Extracted data entries:

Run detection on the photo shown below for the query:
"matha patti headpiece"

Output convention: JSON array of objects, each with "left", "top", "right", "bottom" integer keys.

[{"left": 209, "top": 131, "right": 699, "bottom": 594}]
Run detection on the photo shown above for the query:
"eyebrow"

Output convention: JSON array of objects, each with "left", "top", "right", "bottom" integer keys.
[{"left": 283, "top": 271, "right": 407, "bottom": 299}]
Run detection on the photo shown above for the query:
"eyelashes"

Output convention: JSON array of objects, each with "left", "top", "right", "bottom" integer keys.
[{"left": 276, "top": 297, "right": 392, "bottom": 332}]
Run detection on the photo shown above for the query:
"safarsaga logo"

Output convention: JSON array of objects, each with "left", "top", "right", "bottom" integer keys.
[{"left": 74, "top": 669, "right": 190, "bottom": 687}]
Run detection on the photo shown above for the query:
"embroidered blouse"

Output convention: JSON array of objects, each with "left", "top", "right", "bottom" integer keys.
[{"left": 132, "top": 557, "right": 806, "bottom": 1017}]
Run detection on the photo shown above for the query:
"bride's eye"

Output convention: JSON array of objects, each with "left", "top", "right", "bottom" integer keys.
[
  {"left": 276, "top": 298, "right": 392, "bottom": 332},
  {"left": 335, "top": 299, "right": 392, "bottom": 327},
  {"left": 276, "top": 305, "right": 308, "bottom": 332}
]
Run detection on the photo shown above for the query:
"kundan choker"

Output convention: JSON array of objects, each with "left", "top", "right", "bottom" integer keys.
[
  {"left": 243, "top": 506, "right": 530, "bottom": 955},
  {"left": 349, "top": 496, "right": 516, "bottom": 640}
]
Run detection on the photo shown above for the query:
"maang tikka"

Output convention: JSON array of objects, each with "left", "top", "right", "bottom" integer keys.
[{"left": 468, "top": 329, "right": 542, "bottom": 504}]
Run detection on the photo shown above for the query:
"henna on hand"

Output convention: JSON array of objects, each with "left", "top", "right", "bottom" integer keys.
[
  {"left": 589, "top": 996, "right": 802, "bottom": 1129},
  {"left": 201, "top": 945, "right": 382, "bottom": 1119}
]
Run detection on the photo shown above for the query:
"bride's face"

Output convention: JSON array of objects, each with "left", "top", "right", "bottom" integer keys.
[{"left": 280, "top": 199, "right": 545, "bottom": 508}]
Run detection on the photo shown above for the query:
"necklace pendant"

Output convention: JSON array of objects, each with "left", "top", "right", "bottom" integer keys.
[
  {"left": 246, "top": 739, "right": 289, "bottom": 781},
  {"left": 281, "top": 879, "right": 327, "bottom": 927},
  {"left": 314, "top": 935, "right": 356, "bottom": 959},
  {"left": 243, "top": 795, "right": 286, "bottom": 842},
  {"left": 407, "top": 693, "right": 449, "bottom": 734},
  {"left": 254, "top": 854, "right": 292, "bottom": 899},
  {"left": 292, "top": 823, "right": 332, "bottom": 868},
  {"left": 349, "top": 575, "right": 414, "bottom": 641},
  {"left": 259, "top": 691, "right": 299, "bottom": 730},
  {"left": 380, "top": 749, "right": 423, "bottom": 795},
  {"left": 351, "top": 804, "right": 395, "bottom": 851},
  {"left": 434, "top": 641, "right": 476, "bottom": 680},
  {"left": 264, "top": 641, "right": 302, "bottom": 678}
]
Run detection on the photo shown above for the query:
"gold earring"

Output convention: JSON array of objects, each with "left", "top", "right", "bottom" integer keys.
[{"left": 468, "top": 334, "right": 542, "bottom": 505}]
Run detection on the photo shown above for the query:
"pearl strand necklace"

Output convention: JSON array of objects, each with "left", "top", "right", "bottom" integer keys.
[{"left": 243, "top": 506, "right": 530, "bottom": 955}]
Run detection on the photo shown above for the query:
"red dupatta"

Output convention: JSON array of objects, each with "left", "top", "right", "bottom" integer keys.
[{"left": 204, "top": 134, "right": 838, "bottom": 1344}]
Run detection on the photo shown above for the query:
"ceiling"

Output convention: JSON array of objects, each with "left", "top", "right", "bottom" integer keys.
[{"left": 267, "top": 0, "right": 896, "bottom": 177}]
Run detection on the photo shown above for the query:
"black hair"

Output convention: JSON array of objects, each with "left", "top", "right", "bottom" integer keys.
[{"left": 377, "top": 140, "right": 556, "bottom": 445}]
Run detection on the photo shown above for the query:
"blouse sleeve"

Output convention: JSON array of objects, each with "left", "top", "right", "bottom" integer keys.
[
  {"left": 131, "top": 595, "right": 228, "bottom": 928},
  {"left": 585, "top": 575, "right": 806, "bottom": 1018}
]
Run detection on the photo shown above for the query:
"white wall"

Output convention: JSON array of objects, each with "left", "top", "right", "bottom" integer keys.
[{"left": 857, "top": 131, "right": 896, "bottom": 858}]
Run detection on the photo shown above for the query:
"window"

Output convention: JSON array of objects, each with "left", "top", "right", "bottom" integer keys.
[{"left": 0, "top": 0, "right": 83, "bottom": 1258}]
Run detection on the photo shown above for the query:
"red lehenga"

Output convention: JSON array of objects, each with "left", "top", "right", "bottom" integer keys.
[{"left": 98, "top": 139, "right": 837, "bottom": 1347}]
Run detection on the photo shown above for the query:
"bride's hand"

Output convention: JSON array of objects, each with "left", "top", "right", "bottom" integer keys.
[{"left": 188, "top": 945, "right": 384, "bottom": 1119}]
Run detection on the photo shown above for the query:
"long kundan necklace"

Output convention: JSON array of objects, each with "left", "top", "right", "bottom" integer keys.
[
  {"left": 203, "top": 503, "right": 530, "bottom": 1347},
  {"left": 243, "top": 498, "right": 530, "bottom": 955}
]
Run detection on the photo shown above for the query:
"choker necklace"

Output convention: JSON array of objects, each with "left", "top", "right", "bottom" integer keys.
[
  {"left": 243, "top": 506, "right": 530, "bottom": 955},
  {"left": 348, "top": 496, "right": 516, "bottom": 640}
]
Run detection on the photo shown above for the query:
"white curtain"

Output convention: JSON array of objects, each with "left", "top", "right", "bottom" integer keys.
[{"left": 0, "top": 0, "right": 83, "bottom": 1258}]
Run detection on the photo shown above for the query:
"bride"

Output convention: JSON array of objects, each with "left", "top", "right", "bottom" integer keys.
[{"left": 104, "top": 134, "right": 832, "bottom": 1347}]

# Your objective:
Identify each line in the entries above that contains the word "kundan", and copy those lines.

# Reply:
"kundan choker"
"long kundan necklace"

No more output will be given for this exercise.